Can you copy the passage below on higher education marketing during the pandemic word for word, in full?

--- Page excerpt Enclosed Below ---

But there’s one group of low key advertising professionals working serious overtime as a result of the pandemic—marketers in higher education.
No campus tours, no content
When campus tours—aka the events enrollment marketers truly ball out on—went out the window, repurposing older content in a timely, modern way suddenly became essential.
“Some schools were prepared with a robust digital portfolio of tours, testimonials, tools, experiences and information, while it has forced others to make rapid and significant digital marketing transformations,” Purdue University’s SVP of Marketing and Communications R. Ethan Braden told Marketing Brew.
For those who weren’t lucky enough to have a stockpile of evergreen content at the ready, user generated content filled the gaps.
Social media > everything else
“Early in the pandemic, I read a quotation online attributed to Jamie Gilpin at Sprout Social that read [something like], ‘These days, social media is the only door that is open for some brands,” Braden said.
That checks out as it relates to prospective students’ behavior:
- A recent TargetX study found that 58% of potential future college students hunt for schools they’re considering attending via social, and 61% are at least somewhat influenced by their findings (with 17% being extremely influenced), per Hootsuite.
In lockdown, higher ed marketers had no choice but to embrace the shift from students Googling schools to looking them up on Instagram.

--- End of Enclosed Page excerpt ---
--- Data under study Enclosed Below ---

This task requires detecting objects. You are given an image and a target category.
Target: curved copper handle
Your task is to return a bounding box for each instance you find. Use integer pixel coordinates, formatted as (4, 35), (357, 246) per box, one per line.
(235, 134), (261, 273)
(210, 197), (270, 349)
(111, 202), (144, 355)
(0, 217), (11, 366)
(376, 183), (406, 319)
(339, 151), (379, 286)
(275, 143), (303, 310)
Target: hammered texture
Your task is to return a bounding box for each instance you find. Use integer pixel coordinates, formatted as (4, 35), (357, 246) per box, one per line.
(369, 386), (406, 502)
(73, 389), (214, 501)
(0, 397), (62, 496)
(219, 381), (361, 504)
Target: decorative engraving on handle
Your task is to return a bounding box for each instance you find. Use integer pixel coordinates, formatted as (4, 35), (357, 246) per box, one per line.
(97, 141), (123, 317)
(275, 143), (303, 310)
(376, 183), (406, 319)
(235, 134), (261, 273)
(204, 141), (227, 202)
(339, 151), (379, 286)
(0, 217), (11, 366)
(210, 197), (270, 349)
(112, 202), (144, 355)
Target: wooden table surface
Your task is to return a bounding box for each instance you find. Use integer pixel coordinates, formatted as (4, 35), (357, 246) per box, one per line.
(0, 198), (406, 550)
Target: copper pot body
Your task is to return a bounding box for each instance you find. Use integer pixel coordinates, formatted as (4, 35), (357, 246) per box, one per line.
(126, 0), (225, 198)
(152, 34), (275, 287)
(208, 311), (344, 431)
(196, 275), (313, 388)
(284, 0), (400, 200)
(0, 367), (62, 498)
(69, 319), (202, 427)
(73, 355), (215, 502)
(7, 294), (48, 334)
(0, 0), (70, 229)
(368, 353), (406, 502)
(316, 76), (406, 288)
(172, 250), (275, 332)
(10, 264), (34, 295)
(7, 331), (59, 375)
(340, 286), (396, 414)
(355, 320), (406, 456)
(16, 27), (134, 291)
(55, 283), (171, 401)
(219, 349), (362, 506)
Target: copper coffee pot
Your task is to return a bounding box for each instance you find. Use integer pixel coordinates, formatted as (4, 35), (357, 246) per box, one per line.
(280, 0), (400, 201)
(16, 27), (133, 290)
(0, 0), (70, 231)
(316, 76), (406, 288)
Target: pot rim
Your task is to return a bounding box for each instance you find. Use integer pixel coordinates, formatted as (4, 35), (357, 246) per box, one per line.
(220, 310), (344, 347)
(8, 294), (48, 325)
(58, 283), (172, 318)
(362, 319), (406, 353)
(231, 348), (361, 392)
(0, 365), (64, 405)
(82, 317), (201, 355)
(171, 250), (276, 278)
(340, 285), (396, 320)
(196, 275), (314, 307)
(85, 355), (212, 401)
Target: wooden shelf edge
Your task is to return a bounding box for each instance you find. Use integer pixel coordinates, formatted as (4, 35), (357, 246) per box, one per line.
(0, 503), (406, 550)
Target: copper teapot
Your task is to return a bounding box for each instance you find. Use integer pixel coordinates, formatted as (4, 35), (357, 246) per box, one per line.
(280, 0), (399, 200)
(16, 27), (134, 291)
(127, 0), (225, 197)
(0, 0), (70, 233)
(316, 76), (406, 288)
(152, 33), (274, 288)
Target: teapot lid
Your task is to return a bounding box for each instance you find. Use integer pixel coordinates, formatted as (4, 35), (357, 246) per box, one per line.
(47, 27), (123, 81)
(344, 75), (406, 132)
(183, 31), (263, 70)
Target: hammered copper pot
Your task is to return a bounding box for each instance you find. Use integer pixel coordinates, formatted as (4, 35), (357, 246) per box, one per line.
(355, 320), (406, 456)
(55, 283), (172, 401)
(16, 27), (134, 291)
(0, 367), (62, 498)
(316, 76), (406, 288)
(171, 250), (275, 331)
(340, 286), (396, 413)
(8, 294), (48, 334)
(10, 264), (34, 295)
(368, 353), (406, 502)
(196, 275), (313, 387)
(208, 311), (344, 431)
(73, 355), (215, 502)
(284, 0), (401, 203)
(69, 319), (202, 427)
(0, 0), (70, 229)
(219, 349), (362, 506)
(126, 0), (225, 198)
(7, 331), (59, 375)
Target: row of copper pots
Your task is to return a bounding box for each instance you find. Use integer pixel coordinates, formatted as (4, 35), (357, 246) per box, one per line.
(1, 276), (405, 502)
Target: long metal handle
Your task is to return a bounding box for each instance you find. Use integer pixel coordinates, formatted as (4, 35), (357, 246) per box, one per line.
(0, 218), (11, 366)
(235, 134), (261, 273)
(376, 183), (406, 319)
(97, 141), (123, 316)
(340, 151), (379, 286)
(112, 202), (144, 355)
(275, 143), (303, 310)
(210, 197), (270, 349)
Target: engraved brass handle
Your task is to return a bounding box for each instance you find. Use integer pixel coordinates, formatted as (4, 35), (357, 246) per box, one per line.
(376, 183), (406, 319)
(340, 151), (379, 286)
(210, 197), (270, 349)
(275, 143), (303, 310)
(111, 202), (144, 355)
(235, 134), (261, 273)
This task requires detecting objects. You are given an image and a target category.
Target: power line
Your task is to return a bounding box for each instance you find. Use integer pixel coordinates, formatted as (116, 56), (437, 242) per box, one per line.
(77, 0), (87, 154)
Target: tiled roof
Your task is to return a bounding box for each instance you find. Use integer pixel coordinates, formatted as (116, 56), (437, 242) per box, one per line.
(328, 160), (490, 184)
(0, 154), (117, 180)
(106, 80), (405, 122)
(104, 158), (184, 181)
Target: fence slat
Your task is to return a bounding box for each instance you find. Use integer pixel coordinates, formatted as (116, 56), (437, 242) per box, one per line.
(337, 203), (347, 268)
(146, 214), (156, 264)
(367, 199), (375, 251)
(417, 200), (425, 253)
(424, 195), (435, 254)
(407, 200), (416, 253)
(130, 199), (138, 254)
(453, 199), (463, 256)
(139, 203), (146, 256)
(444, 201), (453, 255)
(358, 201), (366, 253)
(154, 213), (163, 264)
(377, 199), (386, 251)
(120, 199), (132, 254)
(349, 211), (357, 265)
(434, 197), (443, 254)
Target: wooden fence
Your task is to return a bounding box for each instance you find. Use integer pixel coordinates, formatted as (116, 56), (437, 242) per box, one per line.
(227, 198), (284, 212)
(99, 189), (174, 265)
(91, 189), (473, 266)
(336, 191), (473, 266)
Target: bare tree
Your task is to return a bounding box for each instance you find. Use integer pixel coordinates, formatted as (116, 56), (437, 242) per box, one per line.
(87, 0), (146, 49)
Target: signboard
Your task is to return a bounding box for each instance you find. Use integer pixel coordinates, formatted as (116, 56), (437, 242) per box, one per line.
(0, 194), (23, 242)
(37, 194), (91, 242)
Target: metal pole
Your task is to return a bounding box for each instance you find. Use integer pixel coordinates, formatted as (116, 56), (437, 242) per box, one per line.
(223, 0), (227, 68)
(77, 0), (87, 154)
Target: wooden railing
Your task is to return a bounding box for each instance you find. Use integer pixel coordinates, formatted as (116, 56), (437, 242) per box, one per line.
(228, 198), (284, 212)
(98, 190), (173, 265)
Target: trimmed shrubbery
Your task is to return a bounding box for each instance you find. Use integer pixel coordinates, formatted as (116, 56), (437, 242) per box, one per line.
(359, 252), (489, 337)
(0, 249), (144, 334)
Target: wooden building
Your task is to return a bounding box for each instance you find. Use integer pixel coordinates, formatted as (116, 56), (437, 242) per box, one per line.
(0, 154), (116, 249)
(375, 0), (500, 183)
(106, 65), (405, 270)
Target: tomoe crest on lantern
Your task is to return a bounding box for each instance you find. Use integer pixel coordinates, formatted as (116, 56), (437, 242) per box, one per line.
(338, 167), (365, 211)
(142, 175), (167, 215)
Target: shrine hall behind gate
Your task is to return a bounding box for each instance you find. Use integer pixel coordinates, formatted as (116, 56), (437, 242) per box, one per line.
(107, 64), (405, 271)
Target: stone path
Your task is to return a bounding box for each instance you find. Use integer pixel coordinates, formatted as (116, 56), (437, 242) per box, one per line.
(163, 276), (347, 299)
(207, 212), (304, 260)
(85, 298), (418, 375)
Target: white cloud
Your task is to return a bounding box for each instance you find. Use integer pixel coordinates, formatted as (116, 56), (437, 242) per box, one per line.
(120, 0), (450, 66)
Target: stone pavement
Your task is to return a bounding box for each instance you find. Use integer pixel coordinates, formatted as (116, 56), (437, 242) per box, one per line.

--- End of Enclosed Data under study ---

### Exercise answer
But there’s one group of low key advertising professionals working serious overtime as a result of the pandemic—marketers in higher education.
No campus tours, no content
When campus tours—aka the events enrollment marketers truly ball out on—went out the window, repurposing older content in a timely, modern way suddenly became essential.
“Some schools were prepared with a robust digital portfolio of tours, testimonials, tools, experiences and information, while it has forced others to make rapid and significant digital marketing transformations,” Purdue University’s SVP of Marketing and Communications R. Ethan Braden told Marketing Brew.
For those who weren’t lucky enough to have a stockpile of evergreen content at the ready, user generated content filled the gaps.
Social media > everything else
“Early in the pandemic, I read a quotation online attributed to Jamie Gilpin at Sprout Social that read [something like], ‘These days, social media is the only door that is open for some brands,” Braden said.
That checks out as it relates to prospective students’ behavior:
- A recent TargetX study found that 58% of potential future college students hunt for schools they’re considering attending via social, and 61% are at least somewhat influenced by their findings (with 17% being extremely influenced), per Hootsuite.
In lockdown, higher ed marketers had no choice but to embrace the shift from students Googling schools to looking them up on Instagram.